■ EXCERPTED RECORDS:
>>>

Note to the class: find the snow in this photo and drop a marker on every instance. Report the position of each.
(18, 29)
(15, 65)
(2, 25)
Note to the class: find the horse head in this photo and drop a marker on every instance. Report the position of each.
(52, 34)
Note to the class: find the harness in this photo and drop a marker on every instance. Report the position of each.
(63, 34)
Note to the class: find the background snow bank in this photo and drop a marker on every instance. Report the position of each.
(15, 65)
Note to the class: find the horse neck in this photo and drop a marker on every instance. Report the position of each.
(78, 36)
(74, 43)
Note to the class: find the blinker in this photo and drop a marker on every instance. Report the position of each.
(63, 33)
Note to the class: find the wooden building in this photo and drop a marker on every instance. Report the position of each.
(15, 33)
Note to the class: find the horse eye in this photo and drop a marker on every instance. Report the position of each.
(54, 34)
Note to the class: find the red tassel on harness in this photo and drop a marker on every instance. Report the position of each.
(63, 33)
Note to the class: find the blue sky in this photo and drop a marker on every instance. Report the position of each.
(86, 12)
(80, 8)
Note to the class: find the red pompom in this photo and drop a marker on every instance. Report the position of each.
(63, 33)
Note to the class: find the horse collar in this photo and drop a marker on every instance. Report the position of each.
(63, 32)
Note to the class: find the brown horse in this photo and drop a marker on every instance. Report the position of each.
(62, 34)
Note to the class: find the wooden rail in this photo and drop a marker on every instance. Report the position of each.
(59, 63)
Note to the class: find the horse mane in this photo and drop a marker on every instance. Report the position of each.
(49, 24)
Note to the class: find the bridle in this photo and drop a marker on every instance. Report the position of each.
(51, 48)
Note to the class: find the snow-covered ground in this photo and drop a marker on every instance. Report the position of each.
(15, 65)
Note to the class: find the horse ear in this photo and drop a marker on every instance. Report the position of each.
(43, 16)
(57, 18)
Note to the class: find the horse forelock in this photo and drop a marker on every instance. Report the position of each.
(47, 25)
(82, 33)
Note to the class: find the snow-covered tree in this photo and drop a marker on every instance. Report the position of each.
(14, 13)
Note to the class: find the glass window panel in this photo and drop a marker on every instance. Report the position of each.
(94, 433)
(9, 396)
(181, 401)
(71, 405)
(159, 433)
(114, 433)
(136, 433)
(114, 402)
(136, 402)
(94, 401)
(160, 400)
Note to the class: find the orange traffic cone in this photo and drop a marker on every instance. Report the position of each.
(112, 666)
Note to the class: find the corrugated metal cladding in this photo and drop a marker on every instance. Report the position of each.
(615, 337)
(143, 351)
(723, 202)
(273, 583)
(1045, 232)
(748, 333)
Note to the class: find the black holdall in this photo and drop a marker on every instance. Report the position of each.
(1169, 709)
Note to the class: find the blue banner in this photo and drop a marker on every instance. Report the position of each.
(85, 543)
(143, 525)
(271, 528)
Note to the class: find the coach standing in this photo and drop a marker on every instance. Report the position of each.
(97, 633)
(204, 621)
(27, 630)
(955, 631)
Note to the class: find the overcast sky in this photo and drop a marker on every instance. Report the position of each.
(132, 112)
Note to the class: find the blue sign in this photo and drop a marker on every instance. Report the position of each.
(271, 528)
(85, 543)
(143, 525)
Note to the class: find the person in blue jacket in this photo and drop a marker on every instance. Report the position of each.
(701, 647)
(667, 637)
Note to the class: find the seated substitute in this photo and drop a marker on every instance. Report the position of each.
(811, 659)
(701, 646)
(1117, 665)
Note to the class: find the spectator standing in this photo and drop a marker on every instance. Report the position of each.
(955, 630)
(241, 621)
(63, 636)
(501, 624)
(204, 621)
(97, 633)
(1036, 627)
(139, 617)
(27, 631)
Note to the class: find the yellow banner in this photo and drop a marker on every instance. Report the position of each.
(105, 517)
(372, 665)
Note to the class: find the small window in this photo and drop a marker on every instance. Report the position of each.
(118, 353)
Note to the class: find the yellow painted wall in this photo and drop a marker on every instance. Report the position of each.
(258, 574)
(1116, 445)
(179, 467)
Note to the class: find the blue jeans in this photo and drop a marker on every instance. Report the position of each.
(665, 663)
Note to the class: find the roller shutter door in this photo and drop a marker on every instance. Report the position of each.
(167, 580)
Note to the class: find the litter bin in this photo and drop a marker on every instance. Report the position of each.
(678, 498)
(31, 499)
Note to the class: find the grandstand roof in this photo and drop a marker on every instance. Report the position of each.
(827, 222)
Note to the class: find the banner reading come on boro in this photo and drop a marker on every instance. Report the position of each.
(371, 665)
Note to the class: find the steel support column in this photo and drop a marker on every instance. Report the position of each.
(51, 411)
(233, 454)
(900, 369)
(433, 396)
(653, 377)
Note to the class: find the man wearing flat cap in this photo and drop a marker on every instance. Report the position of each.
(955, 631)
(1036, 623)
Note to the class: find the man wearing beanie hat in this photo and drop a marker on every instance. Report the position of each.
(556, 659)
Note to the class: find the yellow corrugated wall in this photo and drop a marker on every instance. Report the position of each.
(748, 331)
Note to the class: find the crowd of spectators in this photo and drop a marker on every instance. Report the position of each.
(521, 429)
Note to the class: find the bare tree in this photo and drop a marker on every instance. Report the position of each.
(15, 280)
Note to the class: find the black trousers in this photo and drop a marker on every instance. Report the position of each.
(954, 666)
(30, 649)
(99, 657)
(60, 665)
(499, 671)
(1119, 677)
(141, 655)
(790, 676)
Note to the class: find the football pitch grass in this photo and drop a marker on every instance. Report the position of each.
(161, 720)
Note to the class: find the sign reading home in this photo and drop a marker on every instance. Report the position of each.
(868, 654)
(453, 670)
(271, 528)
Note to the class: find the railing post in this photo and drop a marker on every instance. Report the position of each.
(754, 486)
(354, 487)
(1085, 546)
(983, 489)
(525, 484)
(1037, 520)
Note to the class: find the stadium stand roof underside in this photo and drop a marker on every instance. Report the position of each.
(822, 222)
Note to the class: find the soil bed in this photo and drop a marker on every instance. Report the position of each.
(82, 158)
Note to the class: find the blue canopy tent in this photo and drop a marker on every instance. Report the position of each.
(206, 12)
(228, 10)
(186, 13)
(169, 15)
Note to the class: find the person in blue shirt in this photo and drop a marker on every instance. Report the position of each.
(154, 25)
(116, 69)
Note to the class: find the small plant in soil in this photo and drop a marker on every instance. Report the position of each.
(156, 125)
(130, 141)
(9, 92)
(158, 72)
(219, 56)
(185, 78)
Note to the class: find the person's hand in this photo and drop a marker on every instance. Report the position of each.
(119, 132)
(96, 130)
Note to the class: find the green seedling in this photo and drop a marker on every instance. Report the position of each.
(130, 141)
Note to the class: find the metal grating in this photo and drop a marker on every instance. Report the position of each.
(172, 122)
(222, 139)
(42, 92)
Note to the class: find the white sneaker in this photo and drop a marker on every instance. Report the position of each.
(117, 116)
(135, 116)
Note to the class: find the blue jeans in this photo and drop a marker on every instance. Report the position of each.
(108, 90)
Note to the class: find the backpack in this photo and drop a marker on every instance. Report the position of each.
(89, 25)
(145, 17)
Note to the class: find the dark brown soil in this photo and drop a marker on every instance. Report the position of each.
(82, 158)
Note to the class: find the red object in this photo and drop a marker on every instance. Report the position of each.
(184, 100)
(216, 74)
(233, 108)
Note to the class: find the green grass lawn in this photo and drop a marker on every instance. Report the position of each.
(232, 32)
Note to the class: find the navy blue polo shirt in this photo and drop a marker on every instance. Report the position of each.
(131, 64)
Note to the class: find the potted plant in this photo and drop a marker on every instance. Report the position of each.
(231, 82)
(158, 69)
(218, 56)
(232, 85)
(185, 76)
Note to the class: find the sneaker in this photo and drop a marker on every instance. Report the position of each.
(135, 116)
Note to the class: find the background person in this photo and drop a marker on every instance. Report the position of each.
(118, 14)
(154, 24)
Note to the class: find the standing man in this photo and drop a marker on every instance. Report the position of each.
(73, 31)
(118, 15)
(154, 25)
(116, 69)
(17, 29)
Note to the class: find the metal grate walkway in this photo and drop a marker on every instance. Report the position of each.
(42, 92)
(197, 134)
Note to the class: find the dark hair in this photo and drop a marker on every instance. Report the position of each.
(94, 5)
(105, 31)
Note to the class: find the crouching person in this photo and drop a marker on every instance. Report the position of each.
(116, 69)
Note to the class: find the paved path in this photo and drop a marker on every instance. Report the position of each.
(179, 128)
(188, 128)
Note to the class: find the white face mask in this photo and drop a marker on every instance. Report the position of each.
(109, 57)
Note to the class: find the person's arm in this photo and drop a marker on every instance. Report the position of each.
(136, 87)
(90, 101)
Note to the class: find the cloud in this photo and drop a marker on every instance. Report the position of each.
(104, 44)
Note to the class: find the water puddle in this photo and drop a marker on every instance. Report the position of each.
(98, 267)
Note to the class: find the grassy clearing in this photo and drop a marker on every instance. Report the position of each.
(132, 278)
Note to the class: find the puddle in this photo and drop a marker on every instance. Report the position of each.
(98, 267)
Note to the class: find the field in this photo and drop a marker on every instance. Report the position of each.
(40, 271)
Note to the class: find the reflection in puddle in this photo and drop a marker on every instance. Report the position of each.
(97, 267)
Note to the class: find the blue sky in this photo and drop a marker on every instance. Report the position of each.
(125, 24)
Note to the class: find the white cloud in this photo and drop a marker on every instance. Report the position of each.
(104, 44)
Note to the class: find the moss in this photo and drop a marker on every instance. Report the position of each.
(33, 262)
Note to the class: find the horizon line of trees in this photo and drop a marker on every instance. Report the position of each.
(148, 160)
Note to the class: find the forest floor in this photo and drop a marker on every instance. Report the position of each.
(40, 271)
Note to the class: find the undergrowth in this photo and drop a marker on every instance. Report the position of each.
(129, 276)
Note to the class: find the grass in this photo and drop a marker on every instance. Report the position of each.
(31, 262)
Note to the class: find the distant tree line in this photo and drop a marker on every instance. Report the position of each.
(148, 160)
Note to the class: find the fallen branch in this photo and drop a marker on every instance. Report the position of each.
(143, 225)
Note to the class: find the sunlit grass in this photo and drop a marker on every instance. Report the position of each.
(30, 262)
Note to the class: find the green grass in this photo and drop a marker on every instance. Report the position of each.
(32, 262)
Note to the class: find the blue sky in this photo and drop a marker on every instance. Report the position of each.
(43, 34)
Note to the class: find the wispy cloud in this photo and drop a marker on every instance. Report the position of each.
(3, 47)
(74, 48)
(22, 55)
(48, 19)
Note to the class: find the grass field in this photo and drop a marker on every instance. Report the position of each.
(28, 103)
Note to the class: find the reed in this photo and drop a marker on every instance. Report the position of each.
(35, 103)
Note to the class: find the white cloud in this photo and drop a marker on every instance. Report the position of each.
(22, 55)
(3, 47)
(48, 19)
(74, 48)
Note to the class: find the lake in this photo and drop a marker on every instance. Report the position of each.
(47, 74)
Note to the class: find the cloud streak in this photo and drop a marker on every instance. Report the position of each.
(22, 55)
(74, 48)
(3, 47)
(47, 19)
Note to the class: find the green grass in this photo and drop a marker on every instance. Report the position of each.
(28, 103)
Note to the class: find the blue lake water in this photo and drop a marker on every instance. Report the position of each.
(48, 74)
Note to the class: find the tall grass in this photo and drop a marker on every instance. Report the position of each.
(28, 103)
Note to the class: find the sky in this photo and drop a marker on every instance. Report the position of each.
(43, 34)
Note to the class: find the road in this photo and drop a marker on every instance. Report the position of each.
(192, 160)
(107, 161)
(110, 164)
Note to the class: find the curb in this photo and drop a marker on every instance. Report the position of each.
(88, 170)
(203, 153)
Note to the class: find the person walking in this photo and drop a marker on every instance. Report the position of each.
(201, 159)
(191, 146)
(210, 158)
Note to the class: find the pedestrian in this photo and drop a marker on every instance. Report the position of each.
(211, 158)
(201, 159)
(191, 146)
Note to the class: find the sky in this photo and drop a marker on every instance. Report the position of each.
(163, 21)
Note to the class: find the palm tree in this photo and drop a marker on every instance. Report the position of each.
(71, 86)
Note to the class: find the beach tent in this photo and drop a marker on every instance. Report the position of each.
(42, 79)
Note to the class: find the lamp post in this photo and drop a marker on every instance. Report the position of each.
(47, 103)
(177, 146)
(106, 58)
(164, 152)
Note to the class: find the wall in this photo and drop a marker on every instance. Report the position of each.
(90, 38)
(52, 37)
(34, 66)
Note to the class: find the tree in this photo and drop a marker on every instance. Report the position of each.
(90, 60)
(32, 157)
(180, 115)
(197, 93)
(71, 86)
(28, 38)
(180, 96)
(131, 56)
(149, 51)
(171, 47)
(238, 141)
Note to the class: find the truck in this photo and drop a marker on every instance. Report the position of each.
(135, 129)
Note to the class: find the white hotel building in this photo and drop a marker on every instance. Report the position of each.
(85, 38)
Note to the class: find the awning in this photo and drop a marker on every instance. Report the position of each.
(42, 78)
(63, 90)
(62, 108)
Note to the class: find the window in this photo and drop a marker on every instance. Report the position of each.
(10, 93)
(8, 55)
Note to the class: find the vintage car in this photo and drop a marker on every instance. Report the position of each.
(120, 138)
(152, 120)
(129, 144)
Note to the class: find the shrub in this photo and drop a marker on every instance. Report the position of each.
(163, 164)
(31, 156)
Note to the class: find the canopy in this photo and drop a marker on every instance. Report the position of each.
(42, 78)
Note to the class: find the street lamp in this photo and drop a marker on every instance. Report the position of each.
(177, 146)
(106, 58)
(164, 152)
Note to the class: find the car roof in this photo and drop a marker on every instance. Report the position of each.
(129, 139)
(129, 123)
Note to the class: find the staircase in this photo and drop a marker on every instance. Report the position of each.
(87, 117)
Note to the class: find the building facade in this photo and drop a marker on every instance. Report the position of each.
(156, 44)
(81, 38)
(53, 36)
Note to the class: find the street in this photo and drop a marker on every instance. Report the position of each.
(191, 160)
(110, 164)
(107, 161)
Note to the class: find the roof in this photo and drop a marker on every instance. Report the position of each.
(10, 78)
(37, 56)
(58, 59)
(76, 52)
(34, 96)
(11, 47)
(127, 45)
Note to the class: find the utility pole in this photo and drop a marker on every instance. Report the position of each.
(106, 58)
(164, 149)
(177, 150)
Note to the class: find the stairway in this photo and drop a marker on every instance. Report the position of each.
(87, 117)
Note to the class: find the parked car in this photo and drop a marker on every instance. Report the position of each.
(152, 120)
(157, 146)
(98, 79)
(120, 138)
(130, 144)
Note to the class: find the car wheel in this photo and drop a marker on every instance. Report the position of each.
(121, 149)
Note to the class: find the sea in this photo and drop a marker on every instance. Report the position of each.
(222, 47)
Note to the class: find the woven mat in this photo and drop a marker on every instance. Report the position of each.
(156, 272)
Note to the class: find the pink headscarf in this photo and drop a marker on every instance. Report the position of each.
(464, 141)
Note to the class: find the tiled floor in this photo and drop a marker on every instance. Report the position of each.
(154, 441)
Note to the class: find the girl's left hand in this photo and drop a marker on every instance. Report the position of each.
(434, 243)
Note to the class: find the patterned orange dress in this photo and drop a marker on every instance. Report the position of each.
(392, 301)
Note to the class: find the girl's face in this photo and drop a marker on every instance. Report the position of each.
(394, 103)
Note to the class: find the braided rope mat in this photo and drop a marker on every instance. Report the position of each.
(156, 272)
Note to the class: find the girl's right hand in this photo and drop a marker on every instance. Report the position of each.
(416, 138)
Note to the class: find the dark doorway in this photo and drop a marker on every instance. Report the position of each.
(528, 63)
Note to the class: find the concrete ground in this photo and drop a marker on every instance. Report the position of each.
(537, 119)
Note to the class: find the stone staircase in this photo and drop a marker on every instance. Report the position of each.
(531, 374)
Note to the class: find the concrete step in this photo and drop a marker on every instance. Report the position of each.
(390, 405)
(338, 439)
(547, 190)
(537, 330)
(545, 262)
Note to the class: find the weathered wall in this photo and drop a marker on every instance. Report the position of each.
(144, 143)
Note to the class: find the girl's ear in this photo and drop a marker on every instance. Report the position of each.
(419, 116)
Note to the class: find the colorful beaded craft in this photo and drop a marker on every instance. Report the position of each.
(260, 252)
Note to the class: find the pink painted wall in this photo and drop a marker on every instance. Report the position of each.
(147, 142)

<<<

Copy out the records above without any change, from the line containing "Note to the class: find the litter" down to the line containing "(1036, 623)", both of those lines included.

■ WRITTEN RESPONSE:
Note to the class: find the litter bin in this photo and drop a marker on every instance. Report the position of each.
(678, 498)
(31, 499)
Note to the class: find the grandstand roof in this photo and drop a marker on every instance. Report the position of each.
(827, 222)
Note to the class: find the banner reading come on boro in this photo and drop a marker on every instance. Report the position of each.
(371, 665)
Note to the class: find the steel support column in this photo and drop a marker on every instance. Report the position of each.
(51, 411)
(233, 454)
(900, 369)
(433, 396)
(653, 377)
Note to the class: find the man wearing flat cap in this photo and drop a marker on every instance. Report the position of each.
(955, 631)
(1036, 623)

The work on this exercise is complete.